[START OF Excerpted text]
FPI Bulletin: Secretary of Defense Emphasizes New Funding to Deter Russia

February 9, 2016

In his preview of the new defense budget released today, Secretary of Defense Ashton Carter emphasized two efforts to deal with immediate threats to the United States and its allies. The first is a 50 percent increase in the funding requested for operations targeting the Islamic State. The second is a fourfold increase in the budget of the European Reassurance Initiative (ERI), whose purpose is to deter a Russian attack on NATO allies in Eastern Europe.  Even so, the American presence in Eastern Europe will remain primarily symbolic, rather than becoming a force capable of true deterrence. More importantly, the spending limits associated with sequestration have cut the size of the Army down to a point where there are simply not enough soldiers to sustain a serious deterrent force in Eastern Europe while conducting other necessary operations.
[END OF Excerpted text]
[START OF Given information]
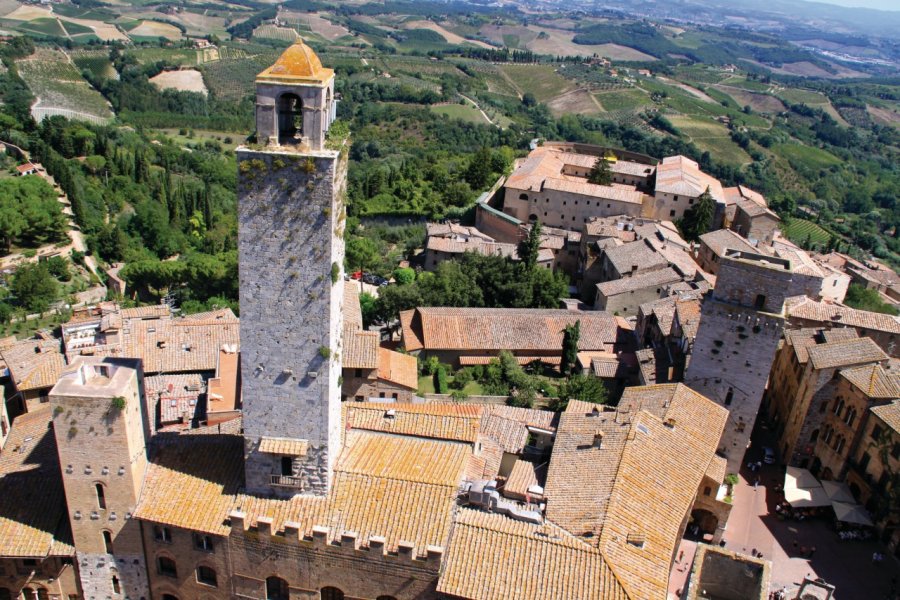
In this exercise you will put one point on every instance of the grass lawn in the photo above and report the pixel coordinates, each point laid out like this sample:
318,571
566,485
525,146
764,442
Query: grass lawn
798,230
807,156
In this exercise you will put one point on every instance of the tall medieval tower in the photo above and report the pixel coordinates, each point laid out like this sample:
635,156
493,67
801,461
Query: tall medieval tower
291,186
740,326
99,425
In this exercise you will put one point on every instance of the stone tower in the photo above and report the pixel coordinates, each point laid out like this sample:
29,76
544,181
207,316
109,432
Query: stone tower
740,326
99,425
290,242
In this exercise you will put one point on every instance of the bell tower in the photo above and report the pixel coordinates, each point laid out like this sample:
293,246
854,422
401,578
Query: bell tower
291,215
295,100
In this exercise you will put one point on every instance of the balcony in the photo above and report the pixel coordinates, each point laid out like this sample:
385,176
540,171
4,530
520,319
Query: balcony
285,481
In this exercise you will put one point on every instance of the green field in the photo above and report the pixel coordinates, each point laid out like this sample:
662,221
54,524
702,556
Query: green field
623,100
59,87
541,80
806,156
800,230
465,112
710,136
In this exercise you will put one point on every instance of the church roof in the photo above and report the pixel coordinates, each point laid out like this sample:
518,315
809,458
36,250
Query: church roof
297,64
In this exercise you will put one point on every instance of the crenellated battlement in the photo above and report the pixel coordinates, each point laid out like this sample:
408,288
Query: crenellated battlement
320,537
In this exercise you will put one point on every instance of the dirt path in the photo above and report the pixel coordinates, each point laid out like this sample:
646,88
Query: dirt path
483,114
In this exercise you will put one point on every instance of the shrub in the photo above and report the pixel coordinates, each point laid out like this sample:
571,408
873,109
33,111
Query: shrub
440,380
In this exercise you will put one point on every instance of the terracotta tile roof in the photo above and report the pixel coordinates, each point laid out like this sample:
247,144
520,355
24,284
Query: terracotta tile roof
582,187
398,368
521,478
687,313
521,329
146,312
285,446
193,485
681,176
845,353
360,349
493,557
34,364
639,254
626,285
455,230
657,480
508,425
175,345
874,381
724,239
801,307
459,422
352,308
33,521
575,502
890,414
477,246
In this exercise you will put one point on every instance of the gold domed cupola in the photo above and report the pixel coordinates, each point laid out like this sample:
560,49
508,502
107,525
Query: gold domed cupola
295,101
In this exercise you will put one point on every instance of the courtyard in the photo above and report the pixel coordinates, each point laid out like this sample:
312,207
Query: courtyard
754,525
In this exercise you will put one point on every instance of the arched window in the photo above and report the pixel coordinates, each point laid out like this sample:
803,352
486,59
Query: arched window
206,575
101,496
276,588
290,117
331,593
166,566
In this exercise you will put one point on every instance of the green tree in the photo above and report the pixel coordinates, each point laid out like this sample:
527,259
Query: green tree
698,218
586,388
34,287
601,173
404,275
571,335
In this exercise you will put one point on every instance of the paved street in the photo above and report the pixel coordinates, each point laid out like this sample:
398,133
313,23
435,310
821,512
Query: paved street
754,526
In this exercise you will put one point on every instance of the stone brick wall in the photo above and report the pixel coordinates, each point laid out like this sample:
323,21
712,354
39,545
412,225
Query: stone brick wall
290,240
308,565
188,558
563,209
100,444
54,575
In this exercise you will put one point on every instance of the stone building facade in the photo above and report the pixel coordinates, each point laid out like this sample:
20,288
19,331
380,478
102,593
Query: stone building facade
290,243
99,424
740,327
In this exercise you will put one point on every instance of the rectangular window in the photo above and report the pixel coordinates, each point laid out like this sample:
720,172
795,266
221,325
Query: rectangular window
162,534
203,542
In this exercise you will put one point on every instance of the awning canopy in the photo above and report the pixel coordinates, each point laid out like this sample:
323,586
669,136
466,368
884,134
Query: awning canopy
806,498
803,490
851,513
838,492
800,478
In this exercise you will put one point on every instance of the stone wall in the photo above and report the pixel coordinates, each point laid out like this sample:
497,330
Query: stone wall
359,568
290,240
[END OF Given information]
[START OF Given information]
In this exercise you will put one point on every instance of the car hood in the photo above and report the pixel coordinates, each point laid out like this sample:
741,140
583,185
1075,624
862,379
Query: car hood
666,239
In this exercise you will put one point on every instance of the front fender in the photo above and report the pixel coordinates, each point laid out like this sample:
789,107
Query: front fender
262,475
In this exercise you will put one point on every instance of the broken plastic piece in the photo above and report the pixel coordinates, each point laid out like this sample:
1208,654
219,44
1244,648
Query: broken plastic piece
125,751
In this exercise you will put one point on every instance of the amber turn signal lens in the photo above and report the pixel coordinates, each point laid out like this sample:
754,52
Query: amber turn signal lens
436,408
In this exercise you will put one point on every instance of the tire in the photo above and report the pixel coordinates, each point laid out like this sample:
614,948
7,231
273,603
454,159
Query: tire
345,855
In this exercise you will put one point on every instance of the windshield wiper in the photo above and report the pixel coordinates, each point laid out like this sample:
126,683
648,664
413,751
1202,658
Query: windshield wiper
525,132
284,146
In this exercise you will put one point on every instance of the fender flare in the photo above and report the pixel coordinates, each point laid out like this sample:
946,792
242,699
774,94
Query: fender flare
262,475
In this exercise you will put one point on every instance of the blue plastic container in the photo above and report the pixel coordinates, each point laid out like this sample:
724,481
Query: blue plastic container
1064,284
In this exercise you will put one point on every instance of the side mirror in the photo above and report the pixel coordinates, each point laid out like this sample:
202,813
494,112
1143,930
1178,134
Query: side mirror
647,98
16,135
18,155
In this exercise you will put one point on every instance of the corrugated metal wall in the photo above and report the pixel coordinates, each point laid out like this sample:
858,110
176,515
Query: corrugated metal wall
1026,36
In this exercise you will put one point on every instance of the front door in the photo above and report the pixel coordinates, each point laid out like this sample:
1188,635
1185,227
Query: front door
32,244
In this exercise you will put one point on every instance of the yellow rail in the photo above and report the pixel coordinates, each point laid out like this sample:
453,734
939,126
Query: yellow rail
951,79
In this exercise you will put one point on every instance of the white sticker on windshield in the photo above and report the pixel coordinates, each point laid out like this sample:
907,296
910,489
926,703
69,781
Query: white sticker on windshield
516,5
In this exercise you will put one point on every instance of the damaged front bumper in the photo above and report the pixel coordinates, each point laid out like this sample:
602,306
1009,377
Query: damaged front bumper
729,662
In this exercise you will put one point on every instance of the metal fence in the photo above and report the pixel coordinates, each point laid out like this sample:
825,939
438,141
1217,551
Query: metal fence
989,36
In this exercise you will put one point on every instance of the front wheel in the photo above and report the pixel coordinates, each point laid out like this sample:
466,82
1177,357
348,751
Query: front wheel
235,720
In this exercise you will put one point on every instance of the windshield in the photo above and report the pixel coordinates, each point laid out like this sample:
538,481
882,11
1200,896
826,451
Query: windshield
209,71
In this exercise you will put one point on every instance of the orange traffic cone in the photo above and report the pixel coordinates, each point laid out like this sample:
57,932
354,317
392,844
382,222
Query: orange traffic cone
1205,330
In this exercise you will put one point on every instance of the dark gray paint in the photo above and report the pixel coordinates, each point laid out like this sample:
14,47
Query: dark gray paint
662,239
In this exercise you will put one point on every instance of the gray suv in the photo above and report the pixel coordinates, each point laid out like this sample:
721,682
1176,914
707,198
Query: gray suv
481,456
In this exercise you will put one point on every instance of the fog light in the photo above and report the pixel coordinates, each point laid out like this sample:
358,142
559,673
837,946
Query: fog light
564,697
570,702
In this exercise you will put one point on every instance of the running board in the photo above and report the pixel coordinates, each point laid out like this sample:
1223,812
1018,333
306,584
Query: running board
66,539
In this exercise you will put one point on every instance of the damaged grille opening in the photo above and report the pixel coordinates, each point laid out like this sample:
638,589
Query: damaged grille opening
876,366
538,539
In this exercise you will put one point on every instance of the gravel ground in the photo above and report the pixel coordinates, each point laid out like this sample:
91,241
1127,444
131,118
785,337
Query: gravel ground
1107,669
[END OF Given information]
## Task 1:
Reproduce the passage of the FPI bulletin on defense funding to deter Russia between "February 9, 2016" and "other necessary operations.", inclusive.
## Task 2:
Carry on the FPI bulletin on defense funding to deter Russia, beginning after its last sentence.

## Written reply 1:
February 9, 2016

In his preview of the new defense budget released today, Secretary of Defense Ashton Carter emphasized two efforts to deal with immediate threats to the United States and its allies. The first is a 50 percent increase in the funding requested for operations targeting the Islamic State. The second is a fourfold increase in the budget of the European Reassurance Initiative (ERI), whose purpose is to deter a Russian attack on NATO allies in Eastern Europe.  Even so, the American presence in Eastern Europe will remain primarily symbolic, rather than becoming a force capable of true deterrence. More importantly, the spending limits associated with sequestration have cut the size of the Army down to a point where there are simply not enough soldiers to sustain a serious deterrent force in Eastern Europe while conducting other necessary operations.

## Written reply 2:
The Russian Threat

At his confirmation hearing last July, the Chairman of the Joint Chiefs of Staff, General Joseph Dunford, described Russia as “the greatest threat to our national security.” General Mark Milley, the Army Chief of Staff, recently concurred with Dunford’s assessment. Last month, Air Force General Philip Breedlove, the top NATO officer and commander of American forces in Europe, issued an updated strategy whose foremost priority is to “deter Russian aggression.” In his budget preview, the Secretary of Defense was more restrained, lamenting “the return to great power competition” while observing that “Russia and China are our most stressing competitors.”

Whereas China’s growing strength has long preoccupied military planners, the Russian threat demands more rapid adjustment since the administration has acknowledged it only recently. In his budget preview, Carter said that “we haven’t had to worry about [Russian aggression] for 25 years.” In truth, many have had serious concerns dating back at least to the invasion of Georgia in 2008. The White House first unveiled ERI almost two years ago, at which time it requested $1 billion for the initiative in Fiscal Year (FY) 2015. Then, despite persistent indications of the seriousness of the threat, it requested 20 percent less funding—only $800 million—for ERI in FY 2016. Carter did not explain why the administration has finally decided to pursue the initiative more seriously. Regardless, the scale of the response remains deficient, even if the new funding will facilitate improvements.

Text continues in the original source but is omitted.